**Data shown**:
== == ==
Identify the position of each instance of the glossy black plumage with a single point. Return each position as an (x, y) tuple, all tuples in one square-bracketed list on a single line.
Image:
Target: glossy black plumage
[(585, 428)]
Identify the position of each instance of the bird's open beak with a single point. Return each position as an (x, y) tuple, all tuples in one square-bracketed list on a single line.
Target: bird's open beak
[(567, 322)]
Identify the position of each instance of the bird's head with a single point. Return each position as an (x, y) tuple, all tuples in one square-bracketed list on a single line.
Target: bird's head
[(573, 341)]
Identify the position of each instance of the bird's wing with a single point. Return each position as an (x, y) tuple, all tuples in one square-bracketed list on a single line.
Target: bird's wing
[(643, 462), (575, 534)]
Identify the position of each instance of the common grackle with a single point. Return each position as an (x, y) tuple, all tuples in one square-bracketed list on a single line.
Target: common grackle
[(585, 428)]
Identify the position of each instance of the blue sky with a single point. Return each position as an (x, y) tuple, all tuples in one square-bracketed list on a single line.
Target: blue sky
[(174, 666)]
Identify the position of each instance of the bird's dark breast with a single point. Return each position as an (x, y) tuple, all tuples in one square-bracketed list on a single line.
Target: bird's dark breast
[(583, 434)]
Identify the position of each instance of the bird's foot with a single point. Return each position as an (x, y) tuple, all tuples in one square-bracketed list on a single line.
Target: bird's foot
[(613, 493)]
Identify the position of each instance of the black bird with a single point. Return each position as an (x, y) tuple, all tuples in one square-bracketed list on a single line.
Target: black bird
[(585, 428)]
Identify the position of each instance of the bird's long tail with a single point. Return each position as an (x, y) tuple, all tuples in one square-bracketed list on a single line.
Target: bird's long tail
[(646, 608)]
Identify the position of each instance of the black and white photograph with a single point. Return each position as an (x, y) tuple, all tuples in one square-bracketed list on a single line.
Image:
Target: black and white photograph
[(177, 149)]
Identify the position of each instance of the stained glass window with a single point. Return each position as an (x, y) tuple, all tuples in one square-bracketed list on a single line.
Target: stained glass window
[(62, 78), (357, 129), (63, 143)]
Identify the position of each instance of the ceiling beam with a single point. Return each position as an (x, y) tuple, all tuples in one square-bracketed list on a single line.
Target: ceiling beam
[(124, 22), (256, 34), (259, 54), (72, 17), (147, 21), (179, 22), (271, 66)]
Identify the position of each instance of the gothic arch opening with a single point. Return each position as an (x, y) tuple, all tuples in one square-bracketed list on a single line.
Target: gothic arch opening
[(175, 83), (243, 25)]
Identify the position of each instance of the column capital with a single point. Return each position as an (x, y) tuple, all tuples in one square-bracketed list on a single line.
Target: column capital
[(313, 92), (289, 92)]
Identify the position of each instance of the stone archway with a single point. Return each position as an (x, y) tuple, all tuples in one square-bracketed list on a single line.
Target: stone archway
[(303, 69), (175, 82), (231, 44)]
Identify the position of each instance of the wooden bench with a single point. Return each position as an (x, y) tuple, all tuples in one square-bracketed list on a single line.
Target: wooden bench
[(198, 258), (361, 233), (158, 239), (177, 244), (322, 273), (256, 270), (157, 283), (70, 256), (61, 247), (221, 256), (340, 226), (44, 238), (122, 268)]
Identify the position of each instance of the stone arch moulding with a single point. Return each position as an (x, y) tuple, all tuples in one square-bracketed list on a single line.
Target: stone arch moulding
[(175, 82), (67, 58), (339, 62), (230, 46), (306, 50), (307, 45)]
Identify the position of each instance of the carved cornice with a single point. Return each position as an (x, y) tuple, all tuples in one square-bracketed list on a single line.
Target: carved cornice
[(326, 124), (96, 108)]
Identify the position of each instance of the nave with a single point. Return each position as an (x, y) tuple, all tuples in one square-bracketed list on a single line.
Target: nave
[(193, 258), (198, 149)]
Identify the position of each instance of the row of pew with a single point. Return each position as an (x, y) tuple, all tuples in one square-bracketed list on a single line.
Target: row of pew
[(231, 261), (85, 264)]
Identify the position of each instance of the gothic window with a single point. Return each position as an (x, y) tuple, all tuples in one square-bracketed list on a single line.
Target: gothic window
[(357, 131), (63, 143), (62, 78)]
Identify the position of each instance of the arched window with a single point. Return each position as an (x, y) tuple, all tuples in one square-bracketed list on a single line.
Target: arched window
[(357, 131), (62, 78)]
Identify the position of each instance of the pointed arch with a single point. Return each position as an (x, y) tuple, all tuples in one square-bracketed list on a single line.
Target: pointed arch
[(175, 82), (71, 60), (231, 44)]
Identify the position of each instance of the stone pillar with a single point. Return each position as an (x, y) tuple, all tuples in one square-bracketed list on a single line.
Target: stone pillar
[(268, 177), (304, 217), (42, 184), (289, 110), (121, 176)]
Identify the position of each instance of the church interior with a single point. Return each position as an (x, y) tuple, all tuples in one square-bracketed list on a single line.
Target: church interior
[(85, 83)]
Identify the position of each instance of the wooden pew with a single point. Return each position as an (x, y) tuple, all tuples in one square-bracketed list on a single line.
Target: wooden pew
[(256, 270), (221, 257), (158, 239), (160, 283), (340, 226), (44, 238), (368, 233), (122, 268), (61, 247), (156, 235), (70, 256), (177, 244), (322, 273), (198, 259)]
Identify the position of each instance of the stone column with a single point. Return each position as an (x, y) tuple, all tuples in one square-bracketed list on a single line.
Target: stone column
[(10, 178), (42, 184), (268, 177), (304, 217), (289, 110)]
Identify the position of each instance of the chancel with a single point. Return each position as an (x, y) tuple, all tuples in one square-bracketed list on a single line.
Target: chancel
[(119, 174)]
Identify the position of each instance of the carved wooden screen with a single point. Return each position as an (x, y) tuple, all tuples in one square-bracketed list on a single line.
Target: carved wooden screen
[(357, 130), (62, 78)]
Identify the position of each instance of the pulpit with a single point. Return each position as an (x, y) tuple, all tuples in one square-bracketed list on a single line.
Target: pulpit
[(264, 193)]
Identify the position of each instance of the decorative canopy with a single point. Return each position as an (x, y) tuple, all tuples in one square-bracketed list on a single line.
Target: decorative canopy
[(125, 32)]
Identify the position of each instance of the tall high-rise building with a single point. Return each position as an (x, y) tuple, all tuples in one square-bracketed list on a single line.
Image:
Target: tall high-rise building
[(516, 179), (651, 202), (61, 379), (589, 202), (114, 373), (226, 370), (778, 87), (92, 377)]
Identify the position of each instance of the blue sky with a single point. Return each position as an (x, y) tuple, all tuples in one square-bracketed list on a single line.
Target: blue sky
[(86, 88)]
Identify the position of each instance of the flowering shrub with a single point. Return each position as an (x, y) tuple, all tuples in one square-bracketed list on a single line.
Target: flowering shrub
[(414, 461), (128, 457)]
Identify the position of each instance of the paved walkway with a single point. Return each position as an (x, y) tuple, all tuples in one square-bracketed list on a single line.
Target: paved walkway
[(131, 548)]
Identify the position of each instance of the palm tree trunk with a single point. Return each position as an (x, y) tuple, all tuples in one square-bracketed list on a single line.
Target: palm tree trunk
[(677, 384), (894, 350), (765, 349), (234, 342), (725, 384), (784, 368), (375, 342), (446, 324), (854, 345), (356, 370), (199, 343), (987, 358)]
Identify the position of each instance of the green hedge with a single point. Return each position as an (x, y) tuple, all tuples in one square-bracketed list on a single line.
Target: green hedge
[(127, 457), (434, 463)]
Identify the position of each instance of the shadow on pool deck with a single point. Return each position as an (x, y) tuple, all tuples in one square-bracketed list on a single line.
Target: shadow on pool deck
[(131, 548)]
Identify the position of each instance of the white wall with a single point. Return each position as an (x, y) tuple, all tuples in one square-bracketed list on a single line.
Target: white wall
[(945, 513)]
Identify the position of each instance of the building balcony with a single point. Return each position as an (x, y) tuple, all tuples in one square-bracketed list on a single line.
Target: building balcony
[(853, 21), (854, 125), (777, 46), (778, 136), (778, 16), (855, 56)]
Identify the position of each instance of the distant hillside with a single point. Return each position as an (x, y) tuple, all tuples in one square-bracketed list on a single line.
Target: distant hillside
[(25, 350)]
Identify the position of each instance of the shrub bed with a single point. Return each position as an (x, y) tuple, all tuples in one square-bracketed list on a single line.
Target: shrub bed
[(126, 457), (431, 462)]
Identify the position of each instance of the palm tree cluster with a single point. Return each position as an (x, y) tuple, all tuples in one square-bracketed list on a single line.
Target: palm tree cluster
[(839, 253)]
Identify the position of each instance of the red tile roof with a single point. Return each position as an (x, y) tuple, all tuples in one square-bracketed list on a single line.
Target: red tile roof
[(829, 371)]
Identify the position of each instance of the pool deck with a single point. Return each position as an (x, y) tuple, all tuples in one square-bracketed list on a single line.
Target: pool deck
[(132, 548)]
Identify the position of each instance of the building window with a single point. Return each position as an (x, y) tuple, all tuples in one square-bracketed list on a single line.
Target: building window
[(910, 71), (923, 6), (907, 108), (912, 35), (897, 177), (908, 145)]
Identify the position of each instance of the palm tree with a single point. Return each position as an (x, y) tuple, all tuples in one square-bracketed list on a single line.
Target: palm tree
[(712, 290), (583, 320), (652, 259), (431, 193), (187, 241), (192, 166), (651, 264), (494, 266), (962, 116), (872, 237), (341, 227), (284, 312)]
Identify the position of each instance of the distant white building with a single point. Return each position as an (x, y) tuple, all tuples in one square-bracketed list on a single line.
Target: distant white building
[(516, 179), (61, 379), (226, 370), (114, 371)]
== == ==
**Written exercise**: Rewrite the lines from the one containing "Identify the position of each instance of the gothic window" through the one containing "[(357, 131), (63, 143), (62, 78)]", swapping "gothic window" for "lancet window" and changing nothing else.

**Worked solution**:
Identify the position of each instance of the lancet window with a single point. Return each position as an (x, y) tuple, all tuples in one square-bracketed list on a single line.
Target: lancet window
[(357, 131), (63, 143), (62, 78)]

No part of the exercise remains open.